Text-to-region grounding data
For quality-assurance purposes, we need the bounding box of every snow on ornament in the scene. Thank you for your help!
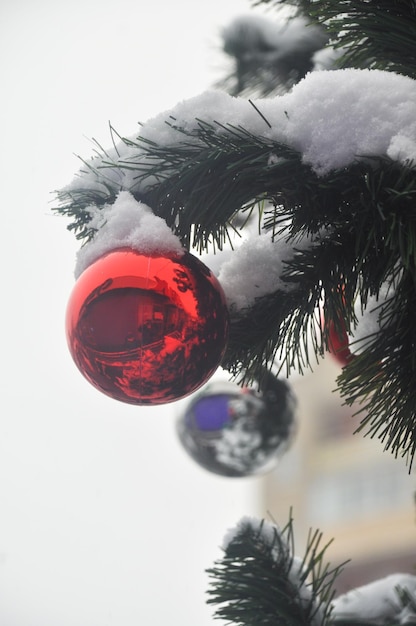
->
[65,194,229,405]
[176,371,296,477]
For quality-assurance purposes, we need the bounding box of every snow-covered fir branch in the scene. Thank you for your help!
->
[59,68,415,218]
[208,515,343,626]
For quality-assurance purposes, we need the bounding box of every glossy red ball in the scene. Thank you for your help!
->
[66,249,229,405]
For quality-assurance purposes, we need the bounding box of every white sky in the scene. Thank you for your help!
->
[0,1,270,624]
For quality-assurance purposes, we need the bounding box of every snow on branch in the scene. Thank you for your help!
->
[217,231,325,312]
[207,515,344,626]
[138,68,416,176]
[331,573,416,625]
[60,68,416,215]
[208,516,416,626]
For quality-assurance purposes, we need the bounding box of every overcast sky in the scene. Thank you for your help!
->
[0,1,271,624]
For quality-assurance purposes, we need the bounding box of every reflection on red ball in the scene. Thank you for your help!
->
[66,249,229,405]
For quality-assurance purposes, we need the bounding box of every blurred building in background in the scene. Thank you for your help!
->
[261,356,416,594]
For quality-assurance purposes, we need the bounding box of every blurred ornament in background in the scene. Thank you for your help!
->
[176,370,296,477]
[66,248,229,405]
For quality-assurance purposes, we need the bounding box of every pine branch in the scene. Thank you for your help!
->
[53,136,145,243]
[54,119,331,250]
[331,573,416,624]
[132,120,330,252]
[120,121,386,253]
[257,0,416,78]
[54,183,119,242]
[206,515,345,626]
[338,273,416,468]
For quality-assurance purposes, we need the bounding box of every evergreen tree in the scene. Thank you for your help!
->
[55,0,416,623]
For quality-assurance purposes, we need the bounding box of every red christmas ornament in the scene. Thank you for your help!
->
[66,249,229,405]
[328,318,354,366]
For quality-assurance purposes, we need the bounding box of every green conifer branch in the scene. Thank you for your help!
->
[338,272,416,468]
[257,0,416,78]
[206,515,345,626]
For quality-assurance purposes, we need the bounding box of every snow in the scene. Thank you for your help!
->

[TASK TO CARRY OUT] Give every record again without changing a word. Exclude the pictures.

[RESULT BELOW]
For quality-assurance purposes, we need the bounding box of every snow on ornament in the scene. Thank you for your help!
->
[65,194,229,405]
[176,371,296,477]
For quality-assurance purposes, we need the bounding box of every snow-covered fir branch in the scene. Thank you for your help!
->
[59,68,415,218]
[208,515,343,626]
For quality-assurance purposes, we need the bounding box of every glossy red ball in the scene. Thank you for your help!
->
[66,249,229,405]
For quality-assurance purposes, we need the bounding box of every white sky in the scene. Thank you for your help!
->
[0,1,270,624]
For quality-assurance purposes, we need the bounding box of every snow on branch in the scene. Thank you for your help!
->
[217,231,325,312]
[207,515,344,626]
[138,68,416,176]
[331,573,416,625]
[60,68,416,215]
[208,516,416,626]
For quality-assurance purposes, we need the bounding box of every overcast sky in the scene. Thank you for your help!
->
[0,1,271,624]
For quality-assurance purposes, we need the bounding box of every reflection on red ball in the scene. Thank you for your help!
->
[66,249,229,405]
For quality-assurance purposes, we need the bounding box of every blurred building in background in the scene. Thank you for your help!
->
[261,356,416,594]
For quality-assurance purposes, we need the bounding box of every blurred ornament in background in the scene. Thank you for your help!
->
[176,370,296,477]
[66,248,229,405]
For quality-assurance purposes, we need the bounding box of every pine branch in the scene. Thank you for your help!
->
[53,136,145,243]
[54,119,331,250]
[331,573,416,624]
[132,120,330,252]
[120,121,386,253]
[257,0,416,78]
[54,183,119,242]
[206,515,345,626]
[338,273,416,468]
For quality-assurance purposes, we need the bounding box of every evergreen tree in the scene. Thank you for your help!
->
[55,0,416,623]
For quality-assurance purposes, we need the bounding box of every red christmas ornament in the scene. Thank you for your help!
->
[66,249,229,405]
[328,318,354,366]
For quality-assurance purposes, we need the bounding box of every green conifer branch in the scene. Thank you for your help!
->
[338,272,416,468]
[257,0,416,78]
[206,515,345,626]
For quality-assurance purposes, we need the bounding box of every snow in the scene. Thank you for your help!
->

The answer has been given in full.